# OBJECTIVE:
Using the records below, copy out exactly the line that contains "113, row 287." and every line that follows it, up to and including the last, and no others.
***** INFORMATION SHOWN
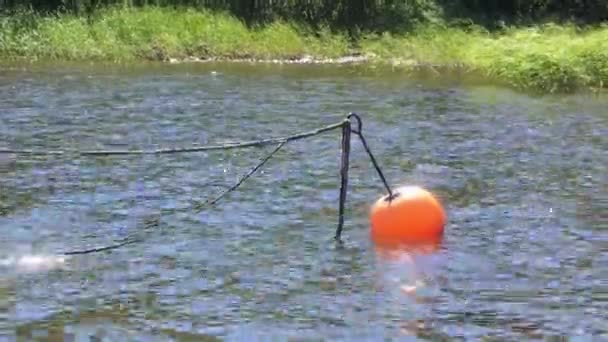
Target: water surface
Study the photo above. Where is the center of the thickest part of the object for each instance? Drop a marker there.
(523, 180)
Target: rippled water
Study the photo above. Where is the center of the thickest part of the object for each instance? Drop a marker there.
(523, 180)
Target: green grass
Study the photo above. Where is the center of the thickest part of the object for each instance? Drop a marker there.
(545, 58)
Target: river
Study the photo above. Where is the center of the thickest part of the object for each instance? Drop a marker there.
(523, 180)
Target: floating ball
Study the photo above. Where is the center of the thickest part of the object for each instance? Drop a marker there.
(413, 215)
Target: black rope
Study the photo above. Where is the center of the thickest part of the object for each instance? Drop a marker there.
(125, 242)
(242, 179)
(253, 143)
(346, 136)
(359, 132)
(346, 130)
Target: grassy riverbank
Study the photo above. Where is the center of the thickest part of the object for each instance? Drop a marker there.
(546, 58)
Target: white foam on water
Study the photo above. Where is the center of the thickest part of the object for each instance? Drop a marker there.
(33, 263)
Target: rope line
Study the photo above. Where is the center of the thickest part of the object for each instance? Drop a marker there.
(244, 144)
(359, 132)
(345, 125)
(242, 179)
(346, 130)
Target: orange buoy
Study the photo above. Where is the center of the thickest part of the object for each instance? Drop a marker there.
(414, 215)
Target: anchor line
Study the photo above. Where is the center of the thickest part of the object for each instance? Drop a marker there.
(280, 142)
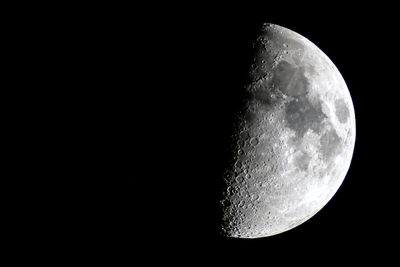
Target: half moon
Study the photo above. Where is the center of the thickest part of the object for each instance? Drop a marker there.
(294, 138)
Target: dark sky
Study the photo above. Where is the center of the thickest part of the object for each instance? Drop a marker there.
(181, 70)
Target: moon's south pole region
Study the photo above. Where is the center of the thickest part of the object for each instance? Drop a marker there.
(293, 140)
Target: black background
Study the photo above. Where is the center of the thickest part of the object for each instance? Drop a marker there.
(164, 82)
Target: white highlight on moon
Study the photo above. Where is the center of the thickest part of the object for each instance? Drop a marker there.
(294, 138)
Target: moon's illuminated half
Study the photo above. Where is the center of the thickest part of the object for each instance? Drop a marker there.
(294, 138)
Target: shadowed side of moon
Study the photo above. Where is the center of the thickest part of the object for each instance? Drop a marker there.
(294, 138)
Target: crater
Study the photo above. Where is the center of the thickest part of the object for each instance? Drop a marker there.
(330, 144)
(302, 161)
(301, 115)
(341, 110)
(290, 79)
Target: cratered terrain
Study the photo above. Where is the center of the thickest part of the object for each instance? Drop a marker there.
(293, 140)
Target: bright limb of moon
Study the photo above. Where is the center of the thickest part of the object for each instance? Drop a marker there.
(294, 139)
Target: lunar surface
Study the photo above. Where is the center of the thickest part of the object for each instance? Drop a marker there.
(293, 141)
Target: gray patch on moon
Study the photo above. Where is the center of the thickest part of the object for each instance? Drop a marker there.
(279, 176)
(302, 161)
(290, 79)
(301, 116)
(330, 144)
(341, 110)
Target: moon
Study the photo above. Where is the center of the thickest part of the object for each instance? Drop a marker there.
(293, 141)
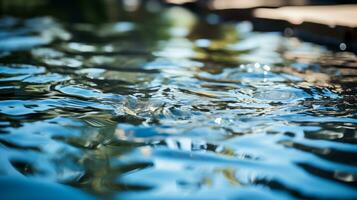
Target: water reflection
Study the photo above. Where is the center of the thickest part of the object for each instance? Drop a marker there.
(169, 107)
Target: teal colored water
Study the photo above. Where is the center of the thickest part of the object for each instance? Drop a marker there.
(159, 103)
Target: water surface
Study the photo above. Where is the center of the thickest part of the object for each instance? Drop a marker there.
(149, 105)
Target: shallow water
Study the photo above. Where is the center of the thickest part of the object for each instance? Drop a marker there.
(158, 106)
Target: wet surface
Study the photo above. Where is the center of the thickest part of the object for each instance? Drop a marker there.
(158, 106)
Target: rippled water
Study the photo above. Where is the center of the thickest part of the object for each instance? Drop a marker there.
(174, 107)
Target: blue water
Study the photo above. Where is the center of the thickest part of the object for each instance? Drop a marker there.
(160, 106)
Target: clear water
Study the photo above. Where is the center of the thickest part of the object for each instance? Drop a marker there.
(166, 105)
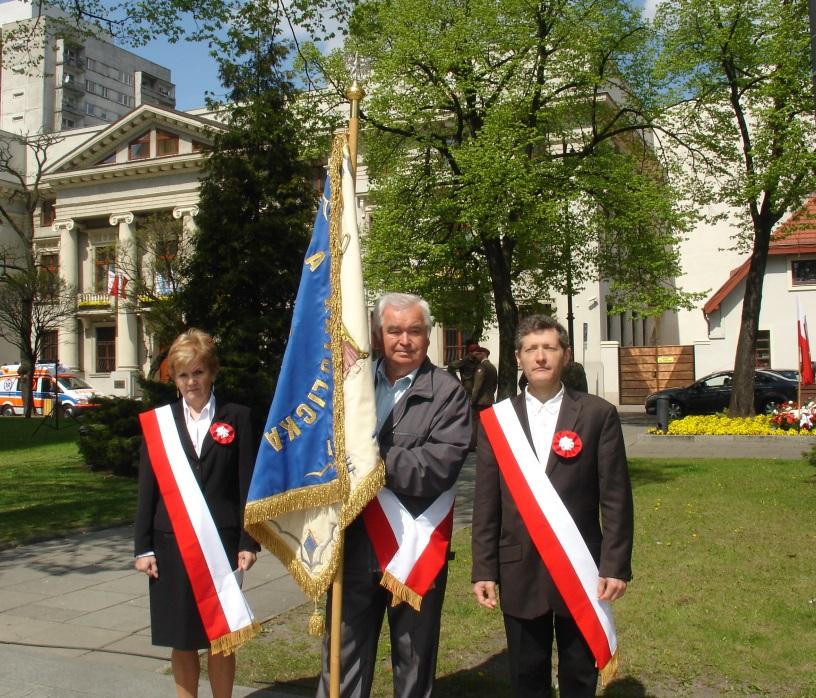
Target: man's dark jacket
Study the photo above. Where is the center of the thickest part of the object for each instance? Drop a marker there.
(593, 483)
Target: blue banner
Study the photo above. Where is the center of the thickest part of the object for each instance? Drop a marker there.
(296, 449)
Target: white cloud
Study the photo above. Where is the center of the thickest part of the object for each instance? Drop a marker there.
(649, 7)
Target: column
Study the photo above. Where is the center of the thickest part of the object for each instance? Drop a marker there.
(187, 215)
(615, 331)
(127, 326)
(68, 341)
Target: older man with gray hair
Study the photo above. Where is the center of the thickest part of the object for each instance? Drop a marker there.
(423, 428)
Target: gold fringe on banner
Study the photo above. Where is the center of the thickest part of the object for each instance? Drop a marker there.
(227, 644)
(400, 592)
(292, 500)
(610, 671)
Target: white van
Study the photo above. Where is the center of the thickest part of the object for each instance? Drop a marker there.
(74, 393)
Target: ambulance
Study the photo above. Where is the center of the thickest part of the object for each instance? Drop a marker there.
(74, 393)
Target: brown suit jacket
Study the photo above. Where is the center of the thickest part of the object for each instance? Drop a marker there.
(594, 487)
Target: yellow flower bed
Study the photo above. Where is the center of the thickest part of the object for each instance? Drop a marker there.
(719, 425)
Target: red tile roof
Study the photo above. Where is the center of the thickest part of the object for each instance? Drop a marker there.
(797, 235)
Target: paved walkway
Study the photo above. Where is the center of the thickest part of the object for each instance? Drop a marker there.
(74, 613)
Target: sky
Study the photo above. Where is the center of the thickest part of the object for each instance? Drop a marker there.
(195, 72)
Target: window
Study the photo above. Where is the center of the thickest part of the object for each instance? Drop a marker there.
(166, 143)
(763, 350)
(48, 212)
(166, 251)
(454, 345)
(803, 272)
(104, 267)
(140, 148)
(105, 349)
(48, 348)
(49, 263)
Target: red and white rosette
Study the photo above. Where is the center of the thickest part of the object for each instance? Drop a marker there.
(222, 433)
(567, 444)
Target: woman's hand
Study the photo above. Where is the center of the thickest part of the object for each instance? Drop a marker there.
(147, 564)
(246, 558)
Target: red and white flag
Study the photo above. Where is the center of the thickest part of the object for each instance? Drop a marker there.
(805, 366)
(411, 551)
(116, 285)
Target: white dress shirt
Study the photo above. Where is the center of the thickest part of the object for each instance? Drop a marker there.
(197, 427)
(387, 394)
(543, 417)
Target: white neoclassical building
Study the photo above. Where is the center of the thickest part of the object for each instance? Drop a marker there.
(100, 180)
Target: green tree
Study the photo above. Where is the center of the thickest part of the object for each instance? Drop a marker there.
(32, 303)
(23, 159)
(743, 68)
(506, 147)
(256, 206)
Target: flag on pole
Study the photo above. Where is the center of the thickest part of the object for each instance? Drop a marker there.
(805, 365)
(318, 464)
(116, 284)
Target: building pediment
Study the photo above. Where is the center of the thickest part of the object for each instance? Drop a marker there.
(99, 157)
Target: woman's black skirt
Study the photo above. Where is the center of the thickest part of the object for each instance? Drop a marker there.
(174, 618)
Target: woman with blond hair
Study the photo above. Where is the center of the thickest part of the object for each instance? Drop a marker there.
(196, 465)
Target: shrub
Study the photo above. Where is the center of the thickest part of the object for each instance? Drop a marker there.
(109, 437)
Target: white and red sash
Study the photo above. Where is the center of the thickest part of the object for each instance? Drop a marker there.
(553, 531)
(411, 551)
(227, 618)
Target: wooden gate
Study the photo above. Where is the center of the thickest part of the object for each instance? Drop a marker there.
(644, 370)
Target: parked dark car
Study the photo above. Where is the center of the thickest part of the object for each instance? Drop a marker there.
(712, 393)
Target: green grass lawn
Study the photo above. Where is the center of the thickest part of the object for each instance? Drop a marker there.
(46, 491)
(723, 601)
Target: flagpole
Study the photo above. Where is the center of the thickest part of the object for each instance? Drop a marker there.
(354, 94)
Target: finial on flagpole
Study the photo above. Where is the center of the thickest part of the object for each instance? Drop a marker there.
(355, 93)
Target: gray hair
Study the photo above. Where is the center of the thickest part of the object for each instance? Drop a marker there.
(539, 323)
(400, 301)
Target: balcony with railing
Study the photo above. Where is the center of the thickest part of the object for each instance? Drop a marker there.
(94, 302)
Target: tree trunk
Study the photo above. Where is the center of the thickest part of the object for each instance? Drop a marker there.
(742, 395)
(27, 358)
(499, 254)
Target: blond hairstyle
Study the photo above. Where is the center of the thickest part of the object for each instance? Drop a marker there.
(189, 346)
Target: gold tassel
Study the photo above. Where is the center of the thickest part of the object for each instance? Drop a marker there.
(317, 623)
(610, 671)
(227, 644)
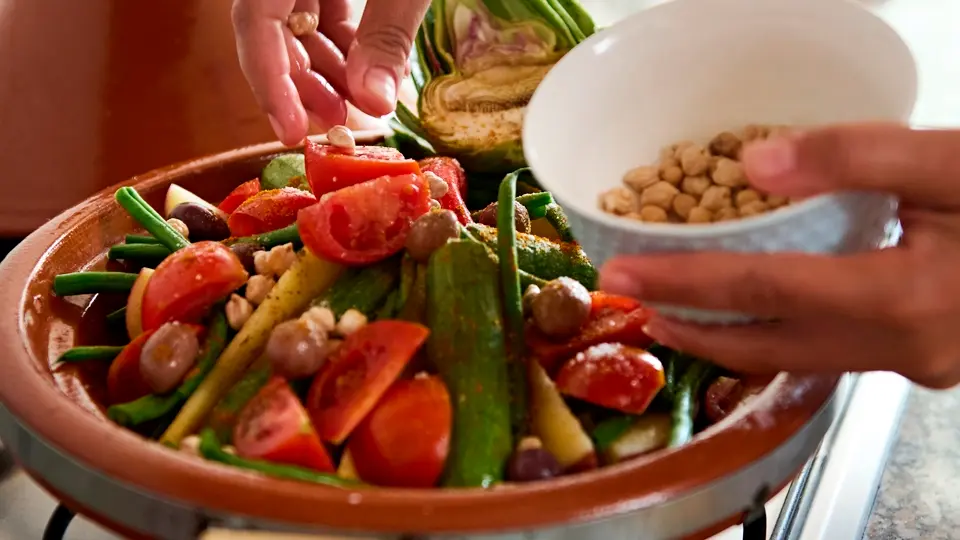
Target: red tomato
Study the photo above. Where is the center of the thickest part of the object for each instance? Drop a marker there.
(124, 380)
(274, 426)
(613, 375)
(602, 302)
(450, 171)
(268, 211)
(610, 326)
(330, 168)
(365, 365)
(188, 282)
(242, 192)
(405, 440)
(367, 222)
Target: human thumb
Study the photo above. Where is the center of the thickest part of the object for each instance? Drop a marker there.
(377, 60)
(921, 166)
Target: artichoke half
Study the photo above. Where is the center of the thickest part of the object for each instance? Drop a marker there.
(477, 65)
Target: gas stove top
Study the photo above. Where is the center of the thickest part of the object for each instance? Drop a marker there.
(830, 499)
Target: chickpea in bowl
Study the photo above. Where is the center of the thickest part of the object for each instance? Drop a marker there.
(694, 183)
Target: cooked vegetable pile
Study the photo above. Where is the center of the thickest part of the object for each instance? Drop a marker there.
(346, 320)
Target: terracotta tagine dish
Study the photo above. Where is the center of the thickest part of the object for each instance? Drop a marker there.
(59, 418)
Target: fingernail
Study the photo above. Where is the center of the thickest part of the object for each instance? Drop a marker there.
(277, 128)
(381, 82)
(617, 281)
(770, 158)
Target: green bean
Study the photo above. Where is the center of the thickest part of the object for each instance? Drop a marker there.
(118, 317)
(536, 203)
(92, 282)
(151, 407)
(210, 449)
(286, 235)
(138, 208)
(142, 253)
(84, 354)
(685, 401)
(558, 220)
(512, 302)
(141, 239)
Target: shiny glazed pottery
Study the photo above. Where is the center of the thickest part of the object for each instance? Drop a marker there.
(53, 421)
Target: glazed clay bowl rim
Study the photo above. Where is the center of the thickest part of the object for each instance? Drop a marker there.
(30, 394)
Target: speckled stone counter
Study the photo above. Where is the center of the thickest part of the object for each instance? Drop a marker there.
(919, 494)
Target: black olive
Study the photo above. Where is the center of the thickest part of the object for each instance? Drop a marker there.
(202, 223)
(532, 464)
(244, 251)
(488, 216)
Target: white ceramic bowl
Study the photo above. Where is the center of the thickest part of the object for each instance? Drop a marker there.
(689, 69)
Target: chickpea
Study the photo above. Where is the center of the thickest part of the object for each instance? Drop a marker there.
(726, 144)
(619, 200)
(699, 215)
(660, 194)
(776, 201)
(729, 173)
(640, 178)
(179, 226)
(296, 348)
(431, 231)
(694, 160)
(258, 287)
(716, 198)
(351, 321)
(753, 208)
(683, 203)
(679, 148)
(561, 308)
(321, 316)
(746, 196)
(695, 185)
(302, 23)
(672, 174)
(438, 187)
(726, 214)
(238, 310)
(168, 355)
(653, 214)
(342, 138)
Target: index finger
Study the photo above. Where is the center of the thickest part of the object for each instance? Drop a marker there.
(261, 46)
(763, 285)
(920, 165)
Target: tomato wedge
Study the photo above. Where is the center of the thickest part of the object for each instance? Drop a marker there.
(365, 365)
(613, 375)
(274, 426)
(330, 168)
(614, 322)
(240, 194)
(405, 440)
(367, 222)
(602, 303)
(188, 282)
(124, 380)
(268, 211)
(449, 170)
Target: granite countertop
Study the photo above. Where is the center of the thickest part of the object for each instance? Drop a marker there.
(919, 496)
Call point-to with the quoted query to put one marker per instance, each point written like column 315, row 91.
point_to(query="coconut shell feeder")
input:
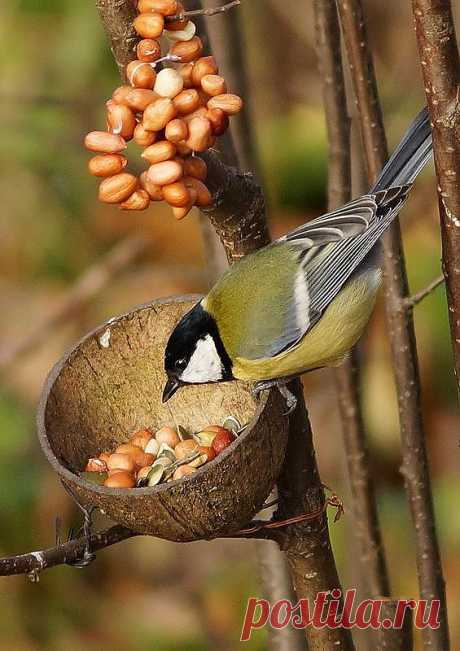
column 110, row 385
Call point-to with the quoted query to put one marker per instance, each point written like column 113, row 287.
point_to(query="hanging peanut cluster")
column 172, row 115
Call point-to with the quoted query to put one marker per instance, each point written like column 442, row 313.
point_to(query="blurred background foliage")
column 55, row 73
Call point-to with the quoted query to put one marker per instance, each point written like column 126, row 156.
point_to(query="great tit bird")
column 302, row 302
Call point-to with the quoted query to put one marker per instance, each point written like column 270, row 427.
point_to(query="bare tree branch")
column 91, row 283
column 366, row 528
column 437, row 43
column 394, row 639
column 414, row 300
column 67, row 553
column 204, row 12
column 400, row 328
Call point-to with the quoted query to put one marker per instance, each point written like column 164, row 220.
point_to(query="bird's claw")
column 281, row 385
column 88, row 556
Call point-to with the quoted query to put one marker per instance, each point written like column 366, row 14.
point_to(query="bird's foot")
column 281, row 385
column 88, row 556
**********
# RESULT OF THIS TASK:
Call point-to with the quoted query to put one marker per instance, each point written like column 113, row 287.
point_to(query="hanging peanut cluster")
column 172, row 115
Call point-to with the quoted query to put one marker per instance, each point written like column 442, row 313.
point_to(query="blurred background foliage")
column 55, row 73
Call point-to with the quoted query to put one marker per instance, each point written like column 126, row 156.
point_to(query="great tit bird")
column 302, row 302
Call point-to with the quoted query to put one marker per instance, each point written like column 270, row 427.
point_to(query="bare tree branch")
column 91, row 283
column 366, row 528
column 437, row 43
column 394, row 639
column 414, row 300
column 67, row 553
column 204, row 12
column 400, row 328
Call point-to with the quoted query to put one marker per instance, each point written like column 164, row 220.
point_to(query="bird's claw")
column 281, row 385
column 88, row 556
Call point-to with the quoted query to put one marker per instance, each point written like column 366, row 14.
point_to(query="bird's foot")
column 281, row 385
column 88, row 556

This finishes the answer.